__Passage given__
Clanton, Alabama plane crash
After winning on Talent Scouts, the group began flying to shows with their own private plane due to the demand of their performances. However, on June 30, 1954, the group was scheduled to perform with The Statesmen Quartet in Clanton, Alabama during a town festival. Prior to the start of their show; R.W. Blackwood, Bill Lyles, and Johnny Ogburn, a local friend of the Blackwood Brothers decided to take a quick ride on the plane around dusk. Tenor singer Bill Shaw recalled the event saying; "It was about dusk, and they were going to take off, and it was unlit, and the plane went out its usual way, but then seemed like it got caught in the upward position and could not pull out, and then just fell to the ground and killed everyone on board." Members of The Statesmen Quartet also witnessed it and provided aid to the survivors, taking them back to Memphis that night. After a funeral that was attended by thousands in Memphis, including a young Elvis Presley, the survivors, James Blackwood, Bill Shaw, and Jackie Marshall decided to press on. R.W.'s younger brother Cecil Blackwood (1934–2000) took over as baritone and former Sunshine Boys Quartet J. D. Sumner replaced Bill Lyles at the bass position. According to Ken Berryhill, their producer, it was at about this point in their career that they first crossed paths with the young Elvis Presley, with whom they became friends. In the following years, the group was the first to customize a bus to make travel spacious and comfortable for entertainers, thereby inventing the customized "Tour Bus". Presley saw the bus and had one made for himself.

Group pinnacle
After the crash, the group went to work forming the Gospel Music Association and also was partially responsible for the creation of the National Quartet Convention. Sumner also contributed to the group as a songwriter, sometimes writing all the songs for a music album. The Blackwood Brothers were also setting new standards in the studio. Their RCA Victor recordings from this time period are now considered prized collectors' items. The lineup with Bill Shaw, James, Cecil, and J.D. Sumner (who for many years was unchallenged as the Guinness World Record holder for having the lowest human voice on record, and was only superseded after Guinness started accepting vocal fry as part of the vocal range) is considered the classic version of the Blackwood Brothers Quartet, with Jackie Marshall or Wally Varner on piano. A replica of the bus can be seen at the Southern Gospel Museum and Hall of Fame at Dollywood in Pigeon Forge, Tennessee

Business ventures
The Blackwood Brothers formed a partnership with the Statesmen Quartet to tour as a team in the 1950s, and they were the dominant act on the southern gospel circuit during this time. This dominance lasted for about a decade until the rise of gospel television shows in the late 1960s began to give competing groups wider exposure. The "Stateswood" team also started independent record label Skylite Records. At one time, the Skyline roster included The Blackwood Brothers, J.D. Sumner and the Stamps Quartet, Jake Hess and the Imperials, the Speer Family, the Florida Boys, the Couriers Quartet, The Kingsmen Quartet, the Calvarymen Quartet, the Calvary Quartet, the Kingdom Heirs Quartet, the Statesmen Quartet, the Prophets Quartet, the Oak Ridge Boys, the Jordanaires, the Southerners Quartet, and the Rebels Quartet.

__Information provided__

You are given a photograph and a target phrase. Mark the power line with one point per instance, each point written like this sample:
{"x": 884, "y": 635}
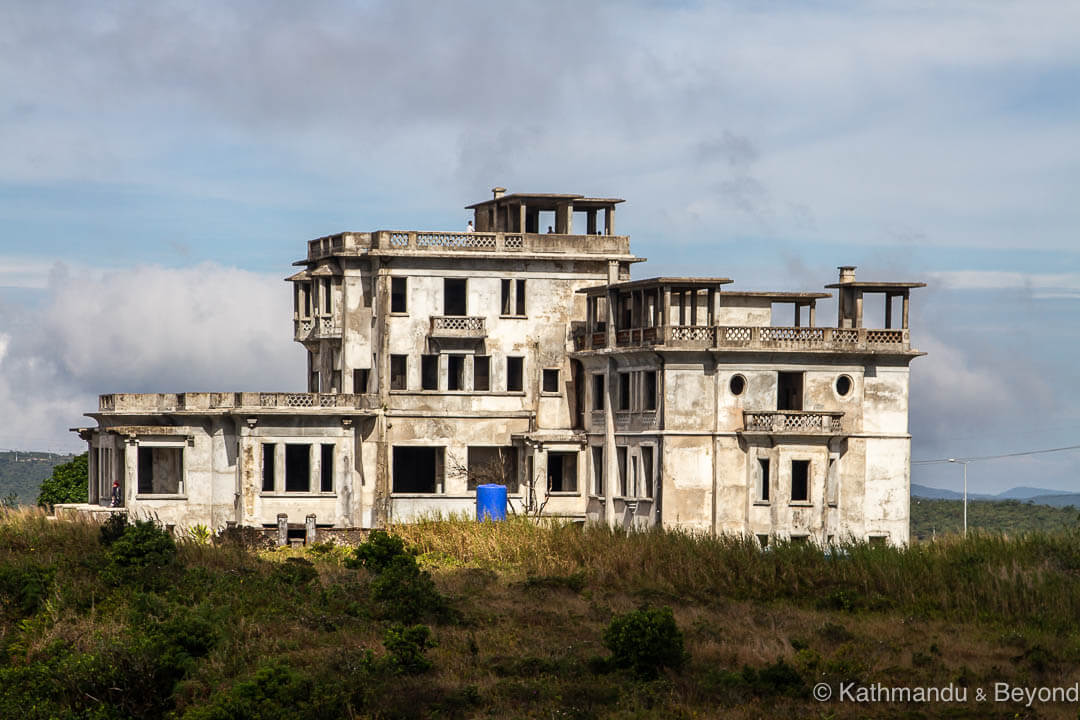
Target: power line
{"x": 1007, "y": 454}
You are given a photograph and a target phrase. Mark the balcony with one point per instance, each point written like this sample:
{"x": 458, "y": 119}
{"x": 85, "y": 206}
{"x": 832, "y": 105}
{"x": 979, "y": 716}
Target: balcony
{"x": 150, "y": 403}
{"x": 795, "y": 422}
{"x": 458, "y": 326}
{"x": 765, "y": 338}
{"x": 315, "y": 328}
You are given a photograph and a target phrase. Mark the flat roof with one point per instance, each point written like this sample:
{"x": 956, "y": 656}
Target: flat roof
{"x": 549, "y": 200}
{"x": 655, "y": 282}
{"x": 876, "y": 287}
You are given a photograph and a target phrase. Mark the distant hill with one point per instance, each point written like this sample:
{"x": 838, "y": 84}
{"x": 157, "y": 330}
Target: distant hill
{"x": 22, "y": 473}
{"x": 1025, "y": 494}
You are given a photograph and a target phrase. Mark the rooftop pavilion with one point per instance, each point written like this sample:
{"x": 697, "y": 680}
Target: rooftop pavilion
{"x": 522, "y": 213}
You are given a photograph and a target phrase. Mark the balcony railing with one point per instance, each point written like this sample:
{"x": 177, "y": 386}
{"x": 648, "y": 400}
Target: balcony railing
{"x": 793, "y": 421}
{"x": 187, "y": 402}
{"x": 458, "y": 326}
{"x": 315, "y": 328}
{"x": 728, "y": 337}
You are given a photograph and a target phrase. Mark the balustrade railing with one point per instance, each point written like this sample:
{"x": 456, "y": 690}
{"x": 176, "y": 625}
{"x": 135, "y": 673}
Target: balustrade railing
{"x": 793, "y": 421}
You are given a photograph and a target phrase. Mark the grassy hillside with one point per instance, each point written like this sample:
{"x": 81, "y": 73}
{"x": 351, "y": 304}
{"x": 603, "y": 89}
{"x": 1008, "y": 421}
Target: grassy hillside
{"x": 516, "y": 616}
{"x": 930, "y": 517}
{"x": 22, "y": 473}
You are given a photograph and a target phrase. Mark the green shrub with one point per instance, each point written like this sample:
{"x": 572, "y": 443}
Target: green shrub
{"x": 646, "y": 641}
{"x": 405, "y": 593}
{"x": 405, "y": 648}
{"x": 378, "y": 552}
{"x": 68, "y": 484}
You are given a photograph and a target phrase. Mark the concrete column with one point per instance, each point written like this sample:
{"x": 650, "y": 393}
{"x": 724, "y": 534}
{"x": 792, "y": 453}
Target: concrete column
{"x": 282, "y": 529}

__Problems and tasks__
A. In the passage about the Blackwood Brothers, who replaced Bill Lyles at the bass position?
B. Report every line of the listing that contains the string "shrub".
The passage about the Blackwood Brothers has no connection to the listing.

__Response list__
A. J. D. Sumner

B.
You are given a photograph and a target phrase. Mark the green shrub with one point per instance, each point written like this sample:
Target: green shrub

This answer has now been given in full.